> **QUESTIONS TO ANSWER**
a - Answer these questions from the passage on donkeys in culture:
(i) In what year did Wordsworth's poem Peter Bell appear?
(ii) Who voiced Donkey in the Shrek franchise?
(iii) Whose cartoon gave rise to the donkey as a symbol of the Democratic Party?
b - Update the part of the passage on donkeys in culture that opens with "In keeping with" and closes with "the nineteenth century.". Write it out again, swapping "compulsory voting" for "mandatory voting".

GIVEN TEXT below:

In contrast to Grecian works, donkeys were portrayed in Biblical works as symbols of service, suffering, peace and humility, most notably in their inclusion in the New Testament Nativity narrative. Donkeys are also associated with the theme of wisdom in the Old Testament story of Balaam's ass, and are seen in a positive light through the story of Jesus riding into Jerusalem on a donkey. By the 19th century, the donkey was portrayed with more positive attributes by popular authors. William Wordsworth portrayed the donkey as loyal and patient in his 1819 poem Peter Bell:A Tale, using the donkey as a Christian symbol. Robert Louis Stevenson in Travels with a Donkey (1879), portrays the animal as a stubborn beast of burden. Sympathetic portrayals return in Juan Ramon Jimenez's Platero and I. The melancholy Eeyore in Winnie the Pooh (first published in 1926) is arguably the most famous donkey in Western literature.
Donkeys were featured in literature during the 20th century, including in George Orwell's 1951 Animal Farm, where Benjamin the donkey is portrayed as resilient and loyal. Puzzle is a well-meaning but easily manipulated donkey in C. S. Lewis's 1956 The Last Battle. Brighty is the central character of the 1953 children's novel and 1967 film Brighty of the Grand Canyon. Donkeys are portrayed in film including the 1940 Disney film Fantasia, where the donkey is portrayed as a slapstick character who participates in a social faux pas with Bacchus and is punished by Zeus. A donkey is featured as the main figure in the 1966 film Au hasard Balthazar by Robert Bresson, and, is given a life path of Christian symbolism. Donkey, voiced by Eddie Murphy, is featured as a main character in the Shrek franchise of the 2000s.
In keeping with their widespread cultural references, donkeys feature in political systems, symbols and terminology in many areas of the world. A "donkey vote" is a vote that simply writes down preferences in the order of the candidates (1 at the top, then 2, and so on), and is most often seen in countries with ranked voting systems and compulsory voting, such as Australia. The donkey is a common symbol of the Democratic Party of the United States, originating in a cartoon by Thomas Nast of Harper's Weekly in the nineteenth century.

End of GIVEN TEXT.
INFORMATION SUPPLIED below:

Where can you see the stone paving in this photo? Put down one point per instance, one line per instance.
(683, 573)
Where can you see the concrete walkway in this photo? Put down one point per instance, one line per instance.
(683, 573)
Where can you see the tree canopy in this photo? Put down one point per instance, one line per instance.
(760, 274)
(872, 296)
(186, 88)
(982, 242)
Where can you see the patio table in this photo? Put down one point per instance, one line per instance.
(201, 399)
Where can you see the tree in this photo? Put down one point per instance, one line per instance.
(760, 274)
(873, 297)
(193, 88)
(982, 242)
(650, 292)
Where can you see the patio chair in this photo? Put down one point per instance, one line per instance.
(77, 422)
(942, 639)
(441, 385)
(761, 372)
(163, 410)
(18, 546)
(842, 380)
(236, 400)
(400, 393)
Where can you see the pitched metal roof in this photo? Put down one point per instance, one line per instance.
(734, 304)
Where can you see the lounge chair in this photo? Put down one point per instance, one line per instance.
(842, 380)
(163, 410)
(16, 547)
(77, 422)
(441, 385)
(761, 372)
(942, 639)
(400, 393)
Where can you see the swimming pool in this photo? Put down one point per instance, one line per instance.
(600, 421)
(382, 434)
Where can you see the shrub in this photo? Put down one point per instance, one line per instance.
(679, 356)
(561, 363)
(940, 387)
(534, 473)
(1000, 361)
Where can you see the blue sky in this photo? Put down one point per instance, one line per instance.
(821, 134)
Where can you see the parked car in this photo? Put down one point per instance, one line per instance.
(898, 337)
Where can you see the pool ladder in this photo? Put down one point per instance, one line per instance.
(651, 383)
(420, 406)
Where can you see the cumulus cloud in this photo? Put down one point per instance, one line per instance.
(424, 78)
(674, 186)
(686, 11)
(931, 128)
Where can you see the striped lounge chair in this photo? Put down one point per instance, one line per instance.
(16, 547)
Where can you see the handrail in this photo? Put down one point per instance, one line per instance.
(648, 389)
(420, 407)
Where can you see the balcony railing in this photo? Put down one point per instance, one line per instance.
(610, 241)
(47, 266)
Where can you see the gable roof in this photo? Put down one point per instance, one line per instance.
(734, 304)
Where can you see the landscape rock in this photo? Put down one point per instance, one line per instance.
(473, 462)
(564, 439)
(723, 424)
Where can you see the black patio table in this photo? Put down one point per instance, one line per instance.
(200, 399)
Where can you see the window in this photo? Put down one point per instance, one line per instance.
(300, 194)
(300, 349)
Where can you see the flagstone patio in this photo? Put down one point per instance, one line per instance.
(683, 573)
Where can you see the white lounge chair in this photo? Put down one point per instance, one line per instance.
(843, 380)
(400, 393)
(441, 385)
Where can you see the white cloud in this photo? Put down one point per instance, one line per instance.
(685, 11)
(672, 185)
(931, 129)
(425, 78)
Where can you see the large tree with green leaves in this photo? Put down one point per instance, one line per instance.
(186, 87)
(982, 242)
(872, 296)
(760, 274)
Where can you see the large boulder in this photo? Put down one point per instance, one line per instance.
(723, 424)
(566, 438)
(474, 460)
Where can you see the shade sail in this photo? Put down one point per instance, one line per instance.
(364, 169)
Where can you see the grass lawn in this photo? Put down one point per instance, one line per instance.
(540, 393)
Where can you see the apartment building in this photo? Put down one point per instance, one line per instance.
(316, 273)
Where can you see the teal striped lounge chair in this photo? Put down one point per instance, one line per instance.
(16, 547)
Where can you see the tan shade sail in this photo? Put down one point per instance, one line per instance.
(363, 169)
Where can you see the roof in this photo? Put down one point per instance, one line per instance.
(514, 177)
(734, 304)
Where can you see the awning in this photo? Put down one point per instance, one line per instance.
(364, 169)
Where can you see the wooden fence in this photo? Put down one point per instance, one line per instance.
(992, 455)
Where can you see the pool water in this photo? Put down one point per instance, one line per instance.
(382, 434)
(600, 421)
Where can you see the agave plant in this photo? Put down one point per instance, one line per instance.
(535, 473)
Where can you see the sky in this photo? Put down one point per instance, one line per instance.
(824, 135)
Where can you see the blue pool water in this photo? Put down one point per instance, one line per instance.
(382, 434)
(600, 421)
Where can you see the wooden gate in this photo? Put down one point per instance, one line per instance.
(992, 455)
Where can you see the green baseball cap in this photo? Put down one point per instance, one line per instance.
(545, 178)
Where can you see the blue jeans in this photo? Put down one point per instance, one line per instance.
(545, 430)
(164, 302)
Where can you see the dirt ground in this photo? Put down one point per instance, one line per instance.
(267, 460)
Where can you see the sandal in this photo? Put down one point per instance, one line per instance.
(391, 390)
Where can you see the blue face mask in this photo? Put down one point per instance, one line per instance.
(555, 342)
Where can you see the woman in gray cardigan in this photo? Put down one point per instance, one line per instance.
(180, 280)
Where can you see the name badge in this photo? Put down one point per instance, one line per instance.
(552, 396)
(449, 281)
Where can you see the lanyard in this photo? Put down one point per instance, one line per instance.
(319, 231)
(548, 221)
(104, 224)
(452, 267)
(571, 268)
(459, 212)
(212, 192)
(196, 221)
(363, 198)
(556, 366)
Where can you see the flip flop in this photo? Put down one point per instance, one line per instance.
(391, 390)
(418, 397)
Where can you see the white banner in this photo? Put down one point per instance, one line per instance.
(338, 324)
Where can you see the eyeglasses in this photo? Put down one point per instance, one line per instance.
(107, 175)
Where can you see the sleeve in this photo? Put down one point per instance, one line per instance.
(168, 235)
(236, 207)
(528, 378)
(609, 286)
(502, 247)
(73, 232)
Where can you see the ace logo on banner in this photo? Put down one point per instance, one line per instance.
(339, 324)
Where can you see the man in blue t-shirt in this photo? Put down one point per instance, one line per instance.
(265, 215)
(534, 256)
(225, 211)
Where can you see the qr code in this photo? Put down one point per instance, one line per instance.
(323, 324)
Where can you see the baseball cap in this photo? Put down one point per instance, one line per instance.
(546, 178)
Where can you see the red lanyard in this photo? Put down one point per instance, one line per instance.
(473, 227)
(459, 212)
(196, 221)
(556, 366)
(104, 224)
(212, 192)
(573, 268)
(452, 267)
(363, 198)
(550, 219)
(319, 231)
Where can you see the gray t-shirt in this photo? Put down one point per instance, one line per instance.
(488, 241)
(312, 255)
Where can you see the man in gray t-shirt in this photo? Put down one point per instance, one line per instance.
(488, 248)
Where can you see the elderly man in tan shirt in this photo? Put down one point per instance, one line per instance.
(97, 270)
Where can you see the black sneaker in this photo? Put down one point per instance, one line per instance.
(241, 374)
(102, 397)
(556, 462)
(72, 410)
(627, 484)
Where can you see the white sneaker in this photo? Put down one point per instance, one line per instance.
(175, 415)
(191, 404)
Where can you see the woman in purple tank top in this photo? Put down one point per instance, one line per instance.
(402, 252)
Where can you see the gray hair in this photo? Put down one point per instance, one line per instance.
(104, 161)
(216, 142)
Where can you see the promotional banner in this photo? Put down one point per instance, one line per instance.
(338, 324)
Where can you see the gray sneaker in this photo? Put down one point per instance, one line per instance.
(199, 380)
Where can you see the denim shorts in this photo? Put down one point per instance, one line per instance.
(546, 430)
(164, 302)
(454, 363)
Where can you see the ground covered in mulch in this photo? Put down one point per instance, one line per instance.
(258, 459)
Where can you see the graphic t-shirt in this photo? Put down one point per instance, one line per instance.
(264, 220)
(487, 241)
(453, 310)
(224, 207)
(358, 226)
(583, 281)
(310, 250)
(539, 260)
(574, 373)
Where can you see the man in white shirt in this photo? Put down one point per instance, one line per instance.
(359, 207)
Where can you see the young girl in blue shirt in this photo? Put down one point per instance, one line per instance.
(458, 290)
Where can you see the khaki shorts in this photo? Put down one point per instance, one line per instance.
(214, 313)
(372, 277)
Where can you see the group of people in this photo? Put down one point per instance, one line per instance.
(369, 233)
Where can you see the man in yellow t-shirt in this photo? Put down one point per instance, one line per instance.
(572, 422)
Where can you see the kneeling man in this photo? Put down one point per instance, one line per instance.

End of INFORMATION SUPPLIED.

> **ANSWERS PER TASK**
a -
(i) 1819
(ii) Eddie Murphy
(iii) Thomas Nast of Harper's Weekly

b -
In keeping with their widespread cultural references, donkeys feature in political systems, symbols and terminology in many areas of the world. A "donkey vote" is a vote that simply writes down preferences in the order of the candidates (1 at the top, then 2, and so on), and is most often seen in countries with ranked voting systems and mandatory voting, such as Australia. The donkey is a common symbol of the Democratic Party of the United States, originating in a cartoon by Thomas Nast of Harper's Weekly in the nineteenth century.